- What this task involves: Could you return, character for character, the entries below from their first line through the line holding "50,27 -> 104,74", with both of those lines included?

- Records shown:
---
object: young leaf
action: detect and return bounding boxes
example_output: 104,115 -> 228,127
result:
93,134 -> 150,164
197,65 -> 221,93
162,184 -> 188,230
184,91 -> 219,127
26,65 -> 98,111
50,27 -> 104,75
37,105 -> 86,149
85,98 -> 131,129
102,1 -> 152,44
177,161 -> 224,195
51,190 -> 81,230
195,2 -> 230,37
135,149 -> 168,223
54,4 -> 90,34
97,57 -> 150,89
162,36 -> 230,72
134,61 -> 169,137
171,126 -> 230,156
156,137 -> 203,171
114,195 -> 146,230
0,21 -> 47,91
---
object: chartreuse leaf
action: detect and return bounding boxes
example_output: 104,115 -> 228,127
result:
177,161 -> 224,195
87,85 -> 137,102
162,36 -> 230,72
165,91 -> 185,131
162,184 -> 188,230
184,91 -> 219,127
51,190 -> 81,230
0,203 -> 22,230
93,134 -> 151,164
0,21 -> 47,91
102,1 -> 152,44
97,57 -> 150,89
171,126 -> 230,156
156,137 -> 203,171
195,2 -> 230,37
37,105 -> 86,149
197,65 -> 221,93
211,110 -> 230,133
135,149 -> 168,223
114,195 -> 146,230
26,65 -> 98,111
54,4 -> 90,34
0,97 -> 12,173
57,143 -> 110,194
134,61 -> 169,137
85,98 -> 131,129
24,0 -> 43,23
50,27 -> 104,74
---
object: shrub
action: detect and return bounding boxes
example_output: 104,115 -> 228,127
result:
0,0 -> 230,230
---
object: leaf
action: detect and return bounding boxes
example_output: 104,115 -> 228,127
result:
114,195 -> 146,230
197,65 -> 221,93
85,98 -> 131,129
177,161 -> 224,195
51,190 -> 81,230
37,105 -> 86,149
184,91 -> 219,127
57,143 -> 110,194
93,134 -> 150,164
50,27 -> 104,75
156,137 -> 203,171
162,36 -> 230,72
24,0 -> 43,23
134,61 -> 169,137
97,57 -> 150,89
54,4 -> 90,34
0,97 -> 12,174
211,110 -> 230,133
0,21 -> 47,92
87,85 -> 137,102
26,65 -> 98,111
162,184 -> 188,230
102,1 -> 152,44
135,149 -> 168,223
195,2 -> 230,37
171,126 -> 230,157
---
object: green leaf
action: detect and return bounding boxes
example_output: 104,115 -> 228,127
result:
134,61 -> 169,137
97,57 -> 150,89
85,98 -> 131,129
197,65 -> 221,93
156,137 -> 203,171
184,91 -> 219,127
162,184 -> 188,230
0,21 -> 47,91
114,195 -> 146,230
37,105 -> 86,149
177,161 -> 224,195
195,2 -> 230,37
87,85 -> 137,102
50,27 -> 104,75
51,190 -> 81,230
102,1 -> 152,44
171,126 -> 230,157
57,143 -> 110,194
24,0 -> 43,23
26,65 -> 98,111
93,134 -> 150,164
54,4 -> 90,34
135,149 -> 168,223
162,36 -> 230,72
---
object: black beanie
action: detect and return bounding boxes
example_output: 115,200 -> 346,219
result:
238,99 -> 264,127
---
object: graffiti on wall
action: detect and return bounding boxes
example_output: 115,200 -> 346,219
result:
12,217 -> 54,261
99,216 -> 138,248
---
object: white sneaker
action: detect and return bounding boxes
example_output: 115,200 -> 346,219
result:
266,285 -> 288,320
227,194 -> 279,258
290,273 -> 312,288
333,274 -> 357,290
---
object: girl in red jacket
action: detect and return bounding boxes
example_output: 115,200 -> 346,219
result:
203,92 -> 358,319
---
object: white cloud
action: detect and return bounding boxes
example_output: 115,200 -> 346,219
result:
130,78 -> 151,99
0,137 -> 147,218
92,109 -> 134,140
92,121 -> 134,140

- Solution below:
---
object: young leaf
action: detect and return bounding boxes
example_output: 104,115 -> 228,127
result:
93,134 -> 150,164
197,65 -> 221,93
162,184 -> 188,230
184,91 -> 219,127
26,65 -> 98,111
50,27 -> 104,75
37,105 -> 86,149
85,98 -> 131,129
102,1 -> 152,44
177,161 -> 224,195
51,190 -> 81,230
195,2 -> 230,37
135,149 -> 168,223
54,4 -> 90,34
97,57 -> 150,89
162,36 -> 230,72
134,61 -> 169,137
171,126 -> 230,156
156,137 -> 203,171
114,195 -> 146,230
0,21 -> 47,91
---
object: chartreuse leaf
action: detect and return bounding boxes
example_output: 104,115 -> 228,127
result:
177,161 -> 224,195
87,85 -> 137,102
162,36 -> 230,72
165,91 -> 185,131
162,184 -> 188,230
184,91 -> 219,127
51,190 -> 81,230
0,203 -> 22,230
93,134 -> 151,164
0,21 -> 47,91
102,1 -> 152,44
97,57 -> 150,89
171,126 -> 230,156
156,137 -> 203,171
195,2 -> 230,37
37,105 -> 86,149
197,65 -> 221,93
211,110 -> 230,133
135,149 -> 168,223
114,195 -> 146,230
26,65 -> 98,111
54,4 -> 90,34
0,97 -> 12,173
57,143 -> 110,194
134,61 -> 169,137
85,98 -> 131,129
24,0 -> 43,23
50,27 -> 104,74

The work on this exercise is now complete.